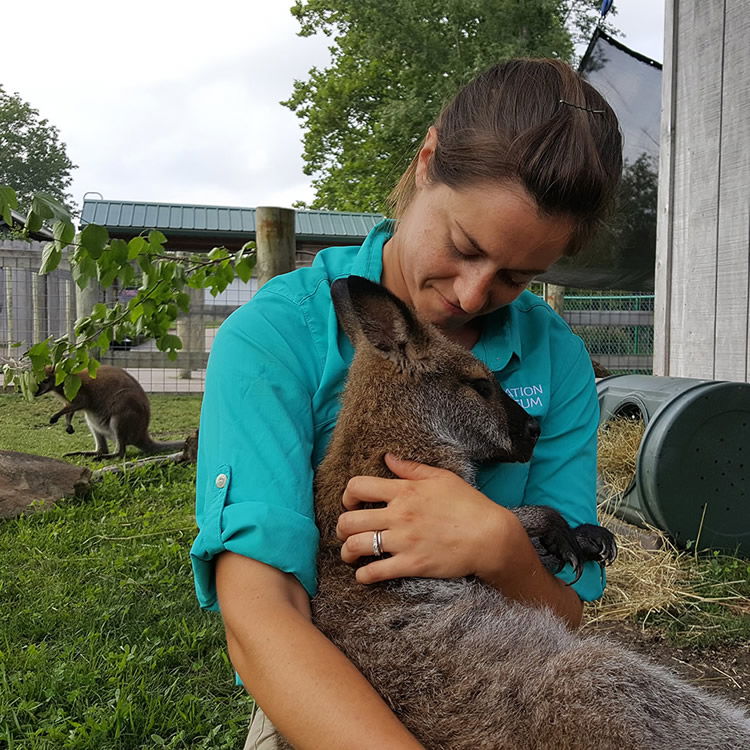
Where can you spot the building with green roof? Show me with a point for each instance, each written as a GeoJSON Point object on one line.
{"type": "Point", "coordinates": [200, 228]}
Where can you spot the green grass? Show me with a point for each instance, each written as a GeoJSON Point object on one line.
{"type": "Point", "coordinates": [25, 427]}
{"type": "Point", "coordinates": [102, 644]}
{"type": "Point", "coordinates": [717, 610]}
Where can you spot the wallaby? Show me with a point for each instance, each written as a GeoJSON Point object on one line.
{"type": "Point", "coordinates": [462, 667]}
{"type": "Point", "coordinates": [115, 407]}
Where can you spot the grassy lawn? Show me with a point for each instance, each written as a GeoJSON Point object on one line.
{"type": "Point", "coordinates": [102, 644]}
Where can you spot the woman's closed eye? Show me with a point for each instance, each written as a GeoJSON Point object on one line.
{"type": "Point", "coordinates": [511, 279]}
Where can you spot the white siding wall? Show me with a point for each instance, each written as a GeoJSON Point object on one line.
{"type": "Point", "coordinates": [702, 316]}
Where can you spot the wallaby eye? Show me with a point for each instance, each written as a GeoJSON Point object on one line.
{"type": "Point", "coordinates": [483, 387]}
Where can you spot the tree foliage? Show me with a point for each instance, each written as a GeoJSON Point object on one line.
{"type": "Point", "coordinates": [32, 158]}
{"type": "Point", "coordinates": [160, 278]}
{"type": "Point", "coordinates": [394, 65]}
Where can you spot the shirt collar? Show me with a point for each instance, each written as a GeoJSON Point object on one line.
{"type": "Point", "coordinates": [500, 341]}
{"type": "Point", "coordinates": [369, 260]}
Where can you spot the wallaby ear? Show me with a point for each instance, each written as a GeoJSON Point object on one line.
{"type": "Point", "coordinates": [369, 311]}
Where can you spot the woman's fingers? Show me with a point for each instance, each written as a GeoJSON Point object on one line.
{"type": "Point", "coordinates": [362, 545]}
{"type": "Point", "coordinates": [357, 521]}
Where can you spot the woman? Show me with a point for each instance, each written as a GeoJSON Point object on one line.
{"type": "Point", "coordinates": [516, 172]}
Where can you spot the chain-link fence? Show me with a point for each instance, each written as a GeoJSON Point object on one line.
{"type": "Point", "coordinates": [617, 328]}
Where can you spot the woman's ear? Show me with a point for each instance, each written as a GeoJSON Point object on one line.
{"type": "Point", "coordinates": [424, 157]}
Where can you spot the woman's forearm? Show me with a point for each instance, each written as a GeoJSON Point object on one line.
{"type": "Point", "coordinates": [516, 570]}
{"type": "Point", "coordinates": [311, 692]}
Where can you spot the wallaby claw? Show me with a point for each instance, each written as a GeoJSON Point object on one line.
{"type": "Point", "coordinates": [596, 543]}
{"type": "Point", "coordinates": [552, 537]}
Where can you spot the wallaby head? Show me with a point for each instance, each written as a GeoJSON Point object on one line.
{"type": "Point", "coordinates": [429, 397]}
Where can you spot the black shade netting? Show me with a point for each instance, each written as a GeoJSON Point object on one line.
{"type": "Point", "coordinates": [622, 255]}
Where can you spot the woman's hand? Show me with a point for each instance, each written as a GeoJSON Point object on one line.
{"type": "Point", "coordinates": [434, 525]}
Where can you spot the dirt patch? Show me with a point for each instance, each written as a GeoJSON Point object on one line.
{"type": "Point", "coordinates": [722, 669]}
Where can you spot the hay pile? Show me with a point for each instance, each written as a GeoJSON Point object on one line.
{"type": "Point", "coordinates": [619, 440]}
{"type": "Point", "coordinates": [641, 581]}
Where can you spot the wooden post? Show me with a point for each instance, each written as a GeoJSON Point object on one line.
{"type": "Point", "coordinates": [87, 297]}
{"type": "Point", "coordinates": [275, 240]}
{"type": "Point", "coordinates": [192, 330]}
{"type": "Point", "coordinates": [70, 308]}
{"type": "Point", "coordinates": [9, 304]}
{"type": "Point", "coordinates": [554, 296]}
{"type": "Point", "coordinates": [39, 307]}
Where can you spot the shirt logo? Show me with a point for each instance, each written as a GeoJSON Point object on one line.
{"type": "Point", "coordinates": [527, 396]}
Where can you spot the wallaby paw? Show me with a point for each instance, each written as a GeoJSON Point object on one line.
{"type": "Point", "coordinates": [552, 537]}
{"type": "Point", "coordinates": [596, 543]}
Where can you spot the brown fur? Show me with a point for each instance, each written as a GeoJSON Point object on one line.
{"type": "Point", "coordinates": [462, 667]}
{"type": "Point", "coordinates": [115, 407]}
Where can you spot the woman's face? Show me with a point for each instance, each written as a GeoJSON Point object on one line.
{"type": "Point", "coordinates": [458, 254]}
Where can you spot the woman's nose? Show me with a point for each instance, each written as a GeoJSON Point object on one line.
{"type": "Point", "coordinates": [473, 292]}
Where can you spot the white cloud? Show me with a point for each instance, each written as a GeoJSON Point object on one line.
{"type": "Point", "coordinates": [179, 101]}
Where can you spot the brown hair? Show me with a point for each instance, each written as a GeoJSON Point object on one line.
{"type": "Point", "coordinates": [534, 122]}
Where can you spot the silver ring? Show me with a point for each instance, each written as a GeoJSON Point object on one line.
{"type": "Point", "coordinates": [377, 544]}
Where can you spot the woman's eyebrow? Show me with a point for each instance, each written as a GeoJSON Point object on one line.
{"type": "Point", "coordinates": [475, 245]}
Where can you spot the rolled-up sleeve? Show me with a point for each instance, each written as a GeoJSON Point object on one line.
{"type": "Point", "coordinates": [562, 473]}
{"type": "Point", "coordinates": [254, 477]}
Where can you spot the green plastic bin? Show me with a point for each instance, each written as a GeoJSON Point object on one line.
{"type": "Point", "coordinates": [692, 477]}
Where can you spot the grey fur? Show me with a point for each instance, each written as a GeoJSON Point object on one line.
{"type": "Point", "coordinates": [462, 667]}
{"type": "Point", "coordinates": [115, 407]}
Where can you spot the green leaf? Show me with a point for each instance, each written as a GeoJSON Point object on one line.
{"type": "Point", "coordinates": [8, 202]}
{"type": "Point", "coordinates": [64, 231]}
{"type": "Point", "coordinates": [218, 253]}
{"type": "Point", "coordinates": [93, 367]}
{"type": "Point", "coordinates": [39, 355]}
{"type": "Point", "coordinates": [119, 251]}
{"type": "Point", "coordinates": [135, 247]}
{"type": "Point", "coordinates": [155, 237]}
{"type": "Point", "coordinates": [245, 269]}
{"type": "Point", "coordinates": [103, 341]}
{"type": "Point", "coordinates": [51, 257]}
{"type": "Point", "coordinates": [94, 239]}
{"type": "Point", "coordinates": [34, 221]}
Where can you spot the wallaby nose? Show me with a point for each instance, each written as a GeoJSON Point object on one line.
{"type": "Point", "coordinates": [533, 430]}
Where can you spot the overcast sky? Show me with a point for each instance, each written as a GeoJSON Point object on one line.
{"type": "Point", "coordinates": [178, 102]}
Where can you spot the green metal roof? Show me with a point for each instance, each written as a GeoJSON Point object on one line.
{"type": "Point", "coordinates": [220, 220]}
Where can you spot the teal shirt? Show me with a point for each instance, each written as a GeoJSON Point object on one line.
{"type": "Point", "coordinates": [275, 373]}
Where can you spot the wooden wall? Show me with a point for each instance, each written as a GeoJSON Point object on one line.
{"type": "Point", "coordinates": [702, 315]}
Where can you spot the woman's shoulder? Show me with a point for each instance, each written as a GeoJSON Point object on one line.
{"type": "Point", "coordinates": [537, 322]}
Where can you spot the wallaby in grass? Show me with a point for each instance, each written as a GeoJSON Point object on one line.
{"type": "Point", "coordinates": [115, 407]}
{"type": "Point", "coordinates": [462, 667]}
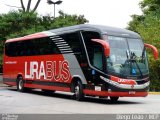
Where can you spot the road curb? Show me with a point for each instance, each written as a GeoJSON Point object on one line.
{"type": "Point", "coordinates": [154, 93]}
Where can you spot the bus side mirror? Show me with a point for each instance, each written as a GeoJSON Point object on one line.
{"type": "Point", "coordinates": [154, 49]}
{"type": "Point", "coordinates": [105, 46]}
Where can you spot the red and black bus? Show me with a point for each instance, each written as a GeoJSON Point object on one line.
{"type": "Point", "coordinates": [87, 60]}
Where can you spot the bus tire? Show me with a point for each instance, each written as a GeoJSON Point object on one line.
{"type": "Point", "coordinates": [78, 91]}
{"type": "Point", "coordinates": [114, 99]}
{"type": "Point", "coordinates": [20, 84]}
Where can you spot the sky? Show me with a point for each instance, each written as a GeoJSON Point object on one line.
{"type": "Point", "coordinates": [114, 13]}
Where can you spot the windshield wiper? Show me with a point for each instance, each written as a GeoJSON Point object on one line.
{"type": "Point", "coordinates": [133, 60]}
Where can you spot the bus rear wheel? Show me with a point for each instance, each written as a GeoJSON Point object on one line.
{"type": "Point", "coordinates": [78, 91]}
{"type": "Point", "coordinates": [114, 99]}
{"type": "Point", "coordinates": [20, 84]}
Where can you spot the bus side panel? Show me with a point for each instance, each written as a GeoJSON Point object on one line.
{"type": "Point", "coordinates": [44, 72]}
{"type": "Point", "coordinates": [9, 67]}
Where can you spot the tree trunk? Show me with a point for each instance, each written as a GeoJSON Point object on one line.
{"type": "Point", "coordinates": [22, 5]}
{"type": "Point", "coordinates": [36, 5]}
{"type": "Point", "coordinates": [29, 5]}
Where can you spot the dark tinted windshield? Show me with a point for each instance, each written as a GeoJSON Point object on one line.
{"type": "Point", "coordinates": [127, 57]}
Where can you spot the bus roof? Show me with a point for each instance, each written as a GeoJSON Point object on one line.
{"type": "Point", "coordinates": [99, 28]}
{"type": "Point", "coordinates": [82, 27]}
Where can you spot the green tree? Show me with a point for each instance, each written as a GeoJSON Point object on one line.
{"type": "Point", "coordinates": [28, 8]}
{"type": "Point", "coordinates": [148, 26]}
{"type": "Point", "coordinates": [20, 23]}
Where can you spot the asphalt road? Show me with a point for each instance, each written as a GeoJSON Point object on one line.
{"type": "Point", "coordinates": [36, 101]}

* * * *

Task details =>
Restate exactly, and only, every line from the one that contains "Where can you spot the bus rear" through the last line of the records.

The answer =>
Where can you spot the bus rear wheel? Show me with a point for each instance, each written as a GeoJSON Point object on one line.
{"type": "Point", "coordinates": [78, 91]}
{"type": "Point", "coordinates": [114, 99]}
{"type": "Point", "coordinates": [20, 84]}
Where can you spot the bus side panel? Show me with a point for each instance, each written as a GeoJSON Point object on one line.
{"type": "Point", "coordinates": [44, 72]}
{"type": "Point", "coordinates": [9, 67]}
Where can you spot the tree trunk? Show me with a point for each instance, each written as a GeoJSON Point object on one line.
{"type": "Point", "coordinates": [22, 5]}
{"type": "Point", "coordinates": [36, 5]}
{"type": "Point", "coordinates": [29, 5]}
Where can you spot the dark tinted windshield? Show me with a point for each instance, each written as a GeoJSON Point object on one line.
{"type": "Point", "coordinates": [127, 57]}
Where can you spot the bus roof? Show me with a point for each instance, each written as a GeoJSON Point object on one line.
{"type": "Point", "coordinates": [99, 28]}
{"type": "Point", "coordinates": [82, 27]}
Where can you spot the green tree? Show me with a point for each instance, each written as a GeoJSON Point object on one line.
{"type": "Point", "coordinates": [28, 8]}
{"type": "Point", "coordinates": [148, 26]}
{"type": "Point", "coordinates": [20, 23]}
Where can you spot the asphalt road? Show me with a point for each instance, each written as a GeoJSON Point object on one line.
{"type": "Point", "coordinates": [36, 101]}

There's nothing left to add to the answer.